(Records of labeled boxes)

— start —

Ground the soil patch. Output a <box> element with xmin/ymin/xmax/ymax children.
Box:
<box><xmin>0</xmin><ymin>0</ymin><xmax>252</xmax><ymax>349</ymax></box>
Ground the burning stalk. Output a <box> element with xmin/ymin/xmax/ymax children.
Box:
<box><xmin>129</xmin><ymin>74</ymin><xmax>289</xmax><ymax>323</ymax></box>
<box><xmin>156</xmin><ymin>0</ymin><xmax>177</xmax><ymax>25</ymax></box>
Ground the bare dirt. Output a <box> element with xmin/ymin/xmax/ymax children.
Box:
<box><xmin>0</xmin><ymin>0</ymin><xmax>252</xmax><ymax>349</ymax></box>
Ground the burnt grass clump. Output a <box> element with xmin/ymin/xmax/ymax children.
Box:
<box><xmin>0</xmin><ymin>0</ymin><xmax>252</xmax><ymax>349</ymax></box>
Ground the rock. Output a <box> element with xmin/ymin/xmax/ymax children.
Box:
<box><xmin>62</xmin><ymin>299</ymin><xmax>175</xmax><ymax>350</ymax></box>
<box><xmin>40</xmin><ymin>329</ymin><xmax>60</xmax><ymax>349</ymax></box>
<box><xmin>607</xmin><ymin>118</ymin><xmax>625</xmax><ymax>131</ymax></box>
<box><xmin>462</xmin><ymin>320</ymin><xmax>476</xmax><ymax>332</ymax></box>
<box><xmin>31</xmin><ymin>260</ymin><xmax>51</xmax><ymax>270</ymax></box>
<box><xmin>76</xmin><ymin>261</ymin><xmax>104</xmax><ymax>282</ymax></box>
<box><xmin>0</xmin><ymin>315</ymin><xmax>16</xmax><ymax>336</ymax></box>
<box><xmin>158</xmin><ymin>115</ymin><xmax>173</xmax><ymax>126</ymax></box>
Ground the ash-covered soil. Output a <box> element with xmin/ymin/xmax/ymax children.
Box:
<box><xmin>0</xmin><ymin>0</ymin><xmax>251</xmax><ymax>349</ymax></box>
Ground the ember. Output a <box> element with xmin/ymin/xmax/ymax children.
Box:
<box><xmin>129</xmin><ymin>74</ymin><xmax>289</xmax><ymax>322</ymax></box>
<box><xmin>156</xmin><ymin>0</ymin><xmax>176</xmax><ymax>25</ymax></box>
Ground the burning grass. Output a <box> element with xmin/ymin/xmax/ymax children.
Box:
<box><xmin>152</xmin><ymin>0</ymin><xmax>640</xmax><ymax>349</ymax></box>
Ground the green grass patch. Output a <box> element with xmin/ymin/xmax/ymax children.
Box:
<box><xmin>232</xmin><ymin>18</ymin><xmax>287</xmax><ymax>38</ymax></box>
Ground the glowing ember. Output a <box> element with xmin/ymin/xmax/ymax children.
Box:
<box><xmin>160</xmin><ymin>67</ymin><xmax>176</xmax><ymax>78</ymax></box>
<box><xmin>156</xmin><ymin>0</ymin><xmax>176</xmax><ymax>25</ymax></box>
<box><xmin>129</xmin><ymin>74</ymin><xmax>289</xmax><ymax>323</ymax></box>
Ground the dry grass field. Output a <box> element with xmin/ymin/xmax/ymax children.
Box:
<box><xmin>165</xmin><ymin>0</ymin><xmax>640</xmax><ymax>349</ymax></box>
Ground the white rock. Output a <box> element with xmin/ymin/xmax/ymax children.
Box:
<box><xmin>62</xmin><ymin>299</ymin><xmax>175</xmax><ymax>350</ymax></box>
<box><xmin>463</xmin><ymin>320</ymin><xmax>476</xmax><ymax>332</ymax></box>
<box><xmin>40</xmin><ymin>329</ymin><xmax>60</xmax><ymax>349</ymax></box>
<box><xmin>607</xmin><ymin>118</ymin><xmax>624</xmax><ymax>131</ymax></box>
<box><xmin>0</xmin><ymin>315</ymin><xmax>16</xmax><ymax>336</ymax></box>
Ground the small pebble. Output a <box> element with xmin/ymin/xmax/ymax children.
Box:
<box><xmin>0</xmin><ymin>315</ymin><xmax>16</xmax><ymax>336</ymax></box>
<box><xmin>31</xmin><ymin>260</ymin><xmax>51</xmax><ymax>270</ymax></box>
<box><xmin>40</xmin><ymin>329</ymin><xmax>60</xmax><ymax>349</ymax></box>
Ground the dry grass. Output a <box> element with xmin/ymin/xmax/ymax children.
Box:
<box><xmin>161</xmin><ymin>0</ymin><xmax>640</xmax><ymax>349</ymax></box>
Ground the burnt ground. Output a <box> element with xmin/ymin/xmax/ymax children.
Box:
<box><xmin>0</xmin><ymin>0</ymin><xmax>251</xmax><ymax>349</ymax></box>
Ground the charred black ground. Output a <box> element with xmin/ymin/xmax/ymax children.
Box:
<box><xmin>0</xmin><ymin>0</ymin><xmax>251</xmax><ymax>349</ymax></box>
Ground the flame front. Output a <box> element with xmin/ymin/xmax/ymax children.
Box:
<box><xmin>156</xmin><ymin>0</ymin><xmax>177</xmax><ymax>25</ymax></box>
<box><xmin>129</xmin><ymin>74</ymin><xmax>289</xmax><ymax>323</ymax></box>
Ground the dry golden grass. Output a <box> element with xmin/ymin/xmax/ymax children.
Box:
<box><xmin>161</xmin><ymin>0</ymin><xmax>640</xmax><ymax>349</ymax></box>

— end —

_Directions for this task:_ Pull out every line of the material above that contains the string "burning", matching case exactly.

_Finished exercise:_
Ground the burning stalk. Output a <box> element with xmin/ymin/xmax/ymax children.
Ground the burning grass. Output a <box> element with xmin/ymin/xmax/ymax children.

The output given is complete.